---------- PAGE EXTRACT
US takes delivery of Mo-99 made without bomb-grade uranium, but urgent supply problems remain
The first batch of imported molybdenum-99 (Mo-99) produced with low enriched uranium (LEU) and approved for patient use in the US arrived earlier this month. However, there is concern that the achievement is primarily political and does not address the US supply shortage.
Mo-99 is widely used to detect illnesses, including heart disease and cancer, through nuclear medicine scans. Approximately 20 million medical procedures involving nuclear medicine are performed in the US every year. But the US imports all of its Mo-99, which is manufactured at a handful of aging nuclear reactors in Europe, Canada, Russia and now South Africa.
Unplanned shutdowns of these reactors for maintenance or safety reasons have led to shortages of medical isotopes, with scarcity of the important medical isotope reaching crisis level last year.
The delivery to Lantheus Medical Imaging near Boston, Massachusetts, US, is the result of collaboration between the US National Nuclear Security Administration (NNSA) and the South Africa Nuclear Energy Corporation (Necsa), a state-owned company.
--------------------
WORK INSTRUCTIONS —
1. Rewrite the article on Mo-99 supply from "Mo-99 is widely" up to and including "a state-owned company.", replacing "reactors" with "facilities".
2. Decide whether each statement agrees with the article on Mo-99 supply. Answer yes or no for each, and quote the deciding words. (a) The US imports all of its Mo-99. (b) Necsa is a privately owned company. (c) The delivery went to a facility inside Boston.
3. Continue the article on Mo-99 supply from where it stops.
---------- DATA EXCERPTS
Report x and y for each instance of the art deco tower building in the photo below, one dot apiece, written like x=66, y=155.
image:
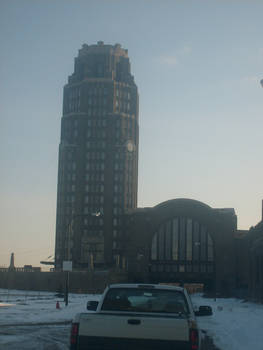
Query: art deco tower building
x=98, y=157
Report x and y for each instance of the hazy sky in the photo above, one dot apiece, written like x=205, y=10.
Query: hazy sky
x=197, y=65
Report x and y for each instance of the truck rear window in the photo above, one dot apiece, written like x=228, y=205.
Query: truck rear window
x=145, y=300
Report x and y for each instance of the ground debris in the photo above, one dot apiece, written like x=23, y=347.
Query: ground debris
x=208, y=344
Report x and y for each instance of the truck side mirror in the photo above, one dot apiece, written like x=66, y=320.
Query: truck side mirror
x=204, y=311
x=92, y=305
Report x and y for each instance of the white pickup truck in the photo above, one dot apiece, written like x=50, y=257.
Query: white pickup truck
x=138, y=317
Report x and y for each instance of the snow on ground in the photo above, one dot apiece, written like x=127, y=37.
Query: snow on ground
x=234, y=325
x=24, y=307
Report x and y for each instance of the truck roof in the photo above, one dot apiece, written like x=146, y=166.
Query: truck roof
x=145, y=285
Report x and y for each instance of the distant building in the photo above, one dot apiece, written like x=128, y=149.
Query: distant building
x=98, y=157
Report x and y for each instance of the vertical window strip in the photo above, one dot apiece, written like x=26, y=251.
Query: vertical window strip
x=189, y=240
x=175, y=239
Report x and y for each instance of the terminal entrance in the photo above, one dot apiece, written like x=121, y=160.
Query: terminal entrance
x=182, y=251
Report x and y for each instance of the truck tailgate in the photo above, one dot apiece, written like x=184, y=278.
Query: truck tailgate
x=111, y=331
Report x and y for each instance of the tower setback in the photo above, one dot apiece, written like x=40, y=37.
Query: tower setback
x=98, y=157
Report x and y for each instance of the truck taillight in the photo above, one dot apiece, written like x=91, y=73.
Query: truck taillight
x=74, y=336
x=194, y=339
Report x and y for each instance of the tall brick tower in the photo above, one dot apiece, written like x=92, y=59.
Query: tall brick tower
--------------------
OUTPUTS IN ORDER —
1.
Mo-99 is widely used to detect illnesses, including heart disease and cancer, through nuclear medicine scans. Approximately 20 million medical procedures involving nuclear medicine are performed in the US every year. But the US imports all of its Mo-99, which is manufactured at a handful of aging nuclear facilities in Europe, Canada, Russia and now South Africa.
Unplanned shutdowns of these facilities for maintenance or safety reasons have led to shortages of medical isotopes, with scarcity of the important medical isotope reaching crisis level last year.
The delivery to Lantheus Medical Imaging near Boston, Massachusetts, US, is the result of collaboration between the US National Nuclear Security Administration (NNSA) and the South Africa Nuclear Energy Corporation (Necsa), a state-owned company.

2.
(a) Yes: "the US imports all of its Mo-99"
(b) No: "a state-owned company"
(c) No: "near Boston, Massachusetts, US"

3.
The NNSA provided $25 million (?16 million) through its Global Threat Reduction Initiative (GTRI), which aims to reduce and protect vulnerable nuclear and radiological materials located at civilian sites worldwide.
’A fundamental part of the GTRI program is to achieve nuclear nonproliferation goals without negatively impacting the supply of Mo-99, which is used by tens of thousands of patients every day,’ Parrish Staples, director of European and African threat reduction at the NNSA, tells Chemistry World.
South Africa converted highly enriched uranium (HEU) to LEU, while maintaining its Mo-99 capacity, demonstrating, he says, that the two objectives can be accomplished simultaneously.
’This is a landmark achievement - it is something that we have been pushing for 20 years, and the commercial producers said it was impossible,’ says Alan Kuperman, a University of Texas nuclear proliferation expert. ’Now we see that the other major producers of Mo-99 also could convert from bomb-grade uranium to LEU.’
Dark clouds
Others, however, say that such short term efforts are shifting medical isotope capacity farther from the US.
’The [NNSA] announcement is all about nonproliferation,’ says Robert Atcher, a radiochemist who manages the Department of Health and Human Services’ programs with Los Alamos National Laboratory. ’It doesn’t expand US production capabilities at all.’ In fact, Atcher says there is some indication that the molybdenum yield from the process is lower with LEU than HEU.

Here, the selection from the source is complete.